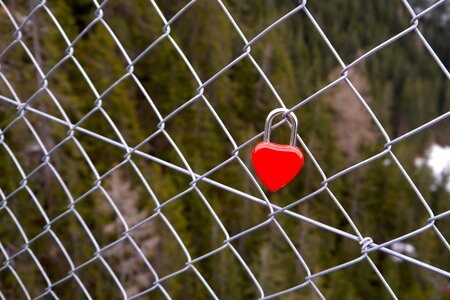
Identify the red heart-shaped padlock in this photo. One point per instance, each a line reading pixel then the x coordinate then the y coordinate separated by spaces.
pixel 275 164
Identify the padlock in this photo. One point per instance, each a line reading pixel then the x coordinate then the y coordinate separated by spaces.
pixel 277 164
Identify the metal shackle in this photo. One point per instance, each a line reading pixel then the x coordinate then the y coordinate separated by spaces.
pixel 292 119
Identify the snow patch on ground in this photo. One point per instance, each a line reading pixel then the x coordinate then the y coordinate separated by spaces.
pixel 438 160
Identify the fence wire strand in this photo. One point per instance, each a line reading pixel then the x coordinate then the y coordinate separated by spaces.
pixel 24 109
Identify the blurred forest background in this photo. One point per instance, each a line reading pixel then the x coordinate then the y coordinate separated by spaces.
pixel 402 84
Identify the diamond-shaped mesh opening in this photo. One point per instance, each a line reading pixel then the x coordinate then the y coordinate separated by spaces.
pixel 105 287
pixel 224 285
pixel 204 133
pixel 261 249
pixel 69 229
pixel 137 28
pixel 186 281
pixel 195 224
pixel 70 285
pixel 159 86
pixel 27 268
pixel 118 171
pixel 11 287
pixel 221 43
pixel 162 241
pixel 27 210
pixel 362 14
pixel 52 259
pixel 129 266
pixel 389 214
pixel 103 66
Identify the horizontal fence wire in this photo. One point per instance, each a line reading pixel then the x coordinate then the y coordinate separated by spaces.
pixel 25 109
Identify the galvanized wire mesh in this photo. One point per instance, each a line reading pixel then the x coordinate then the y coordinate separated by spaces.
pixel 25 108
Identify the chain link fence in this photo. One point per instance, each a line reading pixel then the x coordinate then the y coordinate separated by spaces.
pixel 134 156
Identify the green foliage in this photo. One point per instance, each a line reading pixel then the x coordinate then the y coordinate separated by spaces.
pixel 404 86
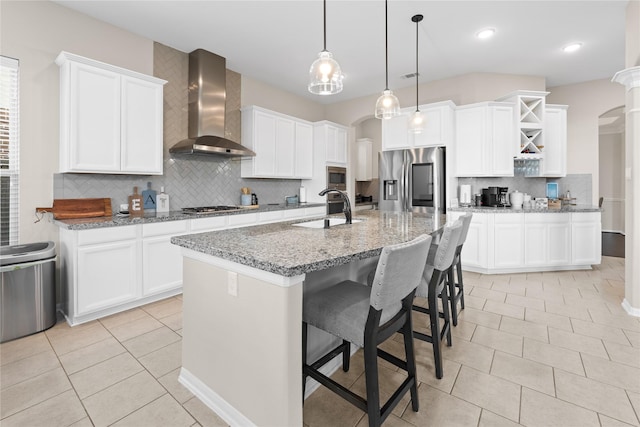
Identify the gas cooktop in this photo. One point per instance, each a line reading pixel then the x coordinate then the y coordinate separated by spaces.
pixel 209 209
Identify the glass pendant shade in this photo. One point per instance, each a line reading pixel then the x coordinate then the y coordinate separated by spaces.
pixel 416 122
pixel 325 76
pixel 387 105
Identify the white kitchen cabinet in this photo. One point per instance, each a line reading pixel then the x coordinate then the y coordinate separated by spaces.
pixel 282 145
pixel 508 240
pixel 484 139
pixel 364 162
pixel 586 238
pixel 332 139
pixel 161 260
pixel 474 251
pixel 111 119
pixel 547 239
pixel 438 129
pixel 554 162
pixel 100 269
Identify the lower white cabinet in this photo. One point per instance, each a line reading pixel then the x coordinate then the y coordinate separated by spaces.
pixel 112 269
pixel 514 242
pixel 161 260
pixel 547 239
pixel 586 240
pixel 508 235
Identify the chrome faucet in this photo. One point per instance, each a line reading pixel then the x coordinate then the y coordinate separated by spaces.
pixel 345 197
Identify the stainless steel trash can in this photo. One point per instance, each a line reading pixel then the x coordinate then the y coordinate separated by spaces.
pixel 27 289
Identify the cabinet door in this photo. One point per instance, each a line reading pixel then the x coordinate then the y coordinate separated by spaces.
pixel 141 141
pixel 586 238
pixel 509 240
pixel 502 135
pixel 554 162
pixel 107 275
pixel 264 144
pixel 162 265
pixel 436 131
pixel 395 133
pixel 471 153
pixel 93 121
pixel 304 151
pixel 364 169
pixel 285 153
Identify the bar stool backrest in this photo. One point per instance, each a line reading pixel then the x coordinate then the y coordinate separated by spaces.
pixel 466 222
pixel 398 273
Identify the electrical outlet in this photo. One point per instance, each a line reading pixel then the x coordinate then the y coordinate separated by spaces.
pixel 232 283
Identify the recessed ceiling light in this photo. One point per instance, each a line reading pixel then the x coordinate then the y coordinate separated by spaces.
pixel 572 47
pixel 486 33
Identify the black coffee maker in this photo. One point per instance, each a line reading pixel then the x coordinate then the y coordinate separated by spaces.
pixel 495 196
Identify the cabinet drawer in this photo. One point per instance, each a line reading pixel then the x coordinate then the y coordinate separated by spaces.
pixel 585 217
pixel 163 228
pixel 211 223
pixel 509 218
pixel 243 219
pixel 103 235
pixel 315 211
pixel 270 216
pixel 553 218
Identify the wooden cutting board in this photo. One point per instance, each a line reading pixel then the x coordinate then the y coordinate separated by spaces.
pixel 79 208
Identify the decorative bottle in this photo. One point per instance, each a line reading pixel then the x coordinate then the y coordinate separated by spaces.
pixel 135 203
pixel 162 202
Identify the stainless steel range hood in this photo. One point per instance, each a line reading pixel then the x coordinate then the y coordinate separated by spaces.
pixel 207 94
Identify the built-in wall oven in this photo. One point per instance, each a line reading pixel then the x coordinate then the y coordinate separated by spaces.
pixel 336 178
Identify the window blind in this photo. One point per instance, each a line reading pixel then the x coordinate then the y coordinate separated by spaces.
pixel 9 150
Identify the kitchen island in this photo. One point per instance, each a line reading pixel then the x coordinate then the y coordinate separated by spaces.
pixel 242 306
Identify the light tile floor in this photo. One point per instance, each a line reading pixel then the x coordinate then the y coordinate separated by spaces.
pixel 543 349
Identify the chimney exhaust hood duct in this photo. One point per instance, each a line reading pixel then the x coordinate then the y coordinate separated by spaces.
pixel 207 94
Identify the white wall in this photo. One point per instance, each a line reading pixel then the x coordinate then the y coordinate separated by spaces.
pixel 587 102
pixel 35 33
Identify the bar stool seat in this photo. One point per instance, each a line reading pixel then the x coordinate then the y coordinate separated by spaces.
pixel 456 288
pixel 433 287
pixel 368 316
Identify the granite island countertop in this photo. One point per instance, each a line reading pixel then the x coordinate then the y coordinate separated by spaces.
pixel 491 209
pixel 288 250
pixel 117 220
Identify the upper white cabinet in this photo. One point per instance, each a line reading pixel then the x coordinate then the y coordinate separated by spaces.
pixel 438 130
pixel 364 166
pixel 283 145
pixel 110 118
pixel 331 139
pixel 484 139
pixel 554 162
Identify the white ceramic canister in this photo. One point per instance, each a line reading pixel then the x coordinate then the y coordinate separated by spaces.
pixel 516 198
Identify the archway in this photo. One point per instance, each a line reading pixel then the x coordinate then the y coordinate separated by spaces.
pixel 611 159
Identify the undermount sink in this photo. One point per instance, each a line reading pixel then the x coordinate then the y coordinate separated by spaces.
pixel 320 223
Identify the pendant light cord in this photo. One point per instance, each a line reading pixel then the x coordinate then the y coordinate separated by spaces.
pixel 417 109
pixel 386 48
pixel 325 24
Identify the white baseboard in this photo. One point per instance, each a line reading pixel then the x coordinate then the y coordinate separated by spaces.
pixel 213 400
pixel 632 311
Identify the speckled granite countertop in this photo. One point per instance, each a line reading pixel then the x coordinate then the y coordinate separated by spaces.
pixel 284 249
pixel 117 221
pixel 489 209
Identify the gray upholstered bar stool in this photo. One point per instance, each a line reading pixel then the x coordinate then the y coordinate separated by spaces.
pixel 368 316
pixel 433 287
pixel 456 288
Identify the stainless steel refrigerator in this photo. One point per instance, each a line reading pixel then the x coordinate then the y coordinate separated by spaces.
pixel 413 180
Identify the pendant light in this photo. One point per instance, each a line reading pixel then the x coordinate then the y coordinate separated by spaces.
pixel 416 121
pixel 325 76
pixel 387 105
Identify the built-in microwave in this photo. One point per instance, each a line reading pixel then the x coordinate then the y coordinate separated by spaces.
pixel 336 178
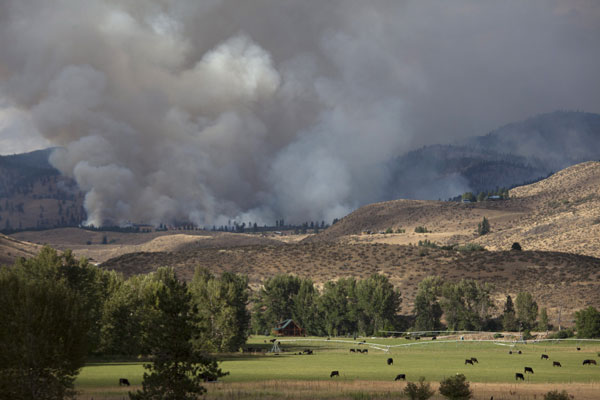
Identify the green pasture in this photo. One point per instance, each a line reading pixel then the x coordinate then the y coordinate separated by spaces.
pixel 433 360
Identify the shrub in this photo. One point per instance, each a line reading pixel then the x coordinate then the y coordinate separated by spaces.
pixel 422 391
pixel 471 247
pixel 556 395
pixel 456 388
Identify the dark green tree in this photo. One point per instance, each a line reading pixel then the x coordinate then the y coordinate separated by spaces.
pixel 527 310
pixel 509 318
pixel 456 388
pixel 427 309
pixel 43 335
pixel 483 227
pixel 223 318
pixel 587 323
pixel 177 369
pixel 378 304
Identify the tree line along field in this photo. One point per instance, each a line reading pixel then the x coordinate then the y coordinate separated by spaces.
pixel 251 373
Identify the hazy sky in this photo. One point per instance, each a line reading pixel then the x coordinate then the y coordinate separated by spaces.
pixel 209 110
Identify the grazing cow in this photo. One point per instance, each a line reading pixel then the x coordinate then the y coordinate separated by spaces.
pixel 518 376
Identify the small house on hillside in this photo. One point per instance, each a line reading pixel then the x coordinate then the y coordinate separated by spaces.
pixel 288 328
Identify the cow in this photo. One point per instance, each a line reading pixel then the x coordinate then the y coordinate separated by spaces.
pixel 518 376
pixel 400 377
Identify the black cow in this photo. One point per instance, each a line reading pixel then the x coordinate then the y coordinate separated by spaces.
pixel 518 376
pixel 400 377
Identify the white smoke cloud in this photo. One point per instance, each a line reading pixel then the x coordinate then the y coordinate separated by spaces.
pixel 205 111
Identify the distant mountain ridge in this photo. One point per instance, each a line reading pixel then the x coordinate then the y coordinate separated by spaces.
pixel 514 154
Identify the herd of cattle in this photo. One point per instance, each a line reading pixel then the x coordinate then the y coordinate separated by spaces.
pixel 473 361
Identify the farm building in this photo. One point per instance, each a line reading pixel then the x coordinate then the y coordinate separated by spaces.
pixel 288 328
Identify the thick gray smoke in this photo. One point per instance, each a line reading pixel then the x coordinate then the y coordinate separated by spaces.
pixel 210 110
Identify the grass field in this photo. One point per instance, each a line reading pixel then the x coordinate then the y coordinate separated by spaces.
pixel 290 375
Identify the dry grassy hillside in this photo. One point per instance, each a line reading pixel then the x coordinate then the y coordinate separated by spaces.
pixel 89 244
pixel 555 279
pixel 11 249
pixel 560 213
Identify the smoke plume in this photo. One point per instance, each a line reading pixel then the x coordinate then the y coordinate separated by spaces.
pixel 204 111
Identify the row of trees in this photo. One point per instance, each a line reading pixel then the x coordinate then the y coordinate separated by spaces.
pixel 56 311
pixel 344 307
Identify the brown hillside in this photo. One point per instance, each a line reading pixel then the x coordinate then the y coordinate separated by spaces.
pixel 11 249
pixel 556 279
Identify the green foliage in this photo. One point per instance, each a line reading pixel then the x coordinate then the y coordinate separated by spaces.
pixel 427 309
pixel 471 247
pixel 527 310
pixel 466 304
pixel 456 388
pixel 222 317
pixel 587 323
pixel 43 331
pixel 556 395
pixel 422 391
pixel 543 324
pixel 427 243
pixel 177 369
pixel 563 334
pixel 483 227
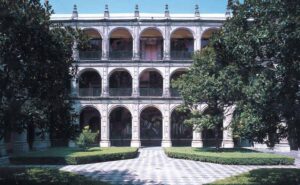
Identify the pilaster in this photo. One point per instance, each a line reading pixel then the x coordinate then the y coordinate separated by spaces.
pixel 105 142
pixel 167 42
pixel 166 141
pixel 135 140
pixel 227 131
pixel 135 82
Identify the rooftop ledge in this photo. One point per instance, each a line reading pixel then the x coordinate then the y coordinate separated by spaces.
pixel 144 16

+ + + + +

### Short problem
Please turn the records above, starting at the line that contains "Identify the snow" and ending at the line that contains "pixel 134 156" (both included), into a JSON list of strings, one per line, with blank lines left out.

### Solution to this task
[
  "Identify the snow patch on ground in this photo. One point per instance, each a line reading pixel then the x coordinate then the y coordinate separated by spaces.",
  "pixel 438 160",
  "Identify the fence wire strand in this photo. One point per instance, each a line reading pixel then the x coordinate then the y coordinate separated by spaces.",
  "pixel 24 109",
  "Identify the blurred forest background in this photo. One point per instance, each a line reading pixel then the x coordinate then the y coordinate separated by spaces.",
  "pixel 402 84",
  "Identify the diamond-shaped mesh opening in this photo. One point per instance, each a line reading pixel then the x coordinate then the y coordinate separated by spaces.",
  "pixel 105 287",
  "pixel 224 285",
  "pixel 204 133",
  "pixel 261 249",
  "pixel 69 229",
  "pixel 137 28",
  "pixel 186 281",
  "pixel 195 224",
  "pixel 70 285",
  "pixel 159 86",
  "pixel 27 268",
  "pixel 118 171",
  "pixel 11 287",
  "pixel 221 43",
  "pixel 162 241",
  "pixel 27 210",
  "pixel 362 14",
  "pixel 52 259",
  "pixel 129 266",
  "pixel 389 214",
  "pixel 103 66",
  "Identify the horizontal fence wire in this photo. One point per instance, each a line reading pixel then the x coordinate then the y coordinate separated by spaces.",
  "pixel 25 109",
  "Identify the galvanized wire mesh in this photo. One point per instance, each a line reading pixel then the x coordinate then the y coordinate separated by spaces.",
  "pixel 25 108",
  "Identify the chain link fence in this photo. One point per instance, each a line reading pixel then the x coordinate then the y coordinate separated by spaces.",
  "pixel 134 156"
]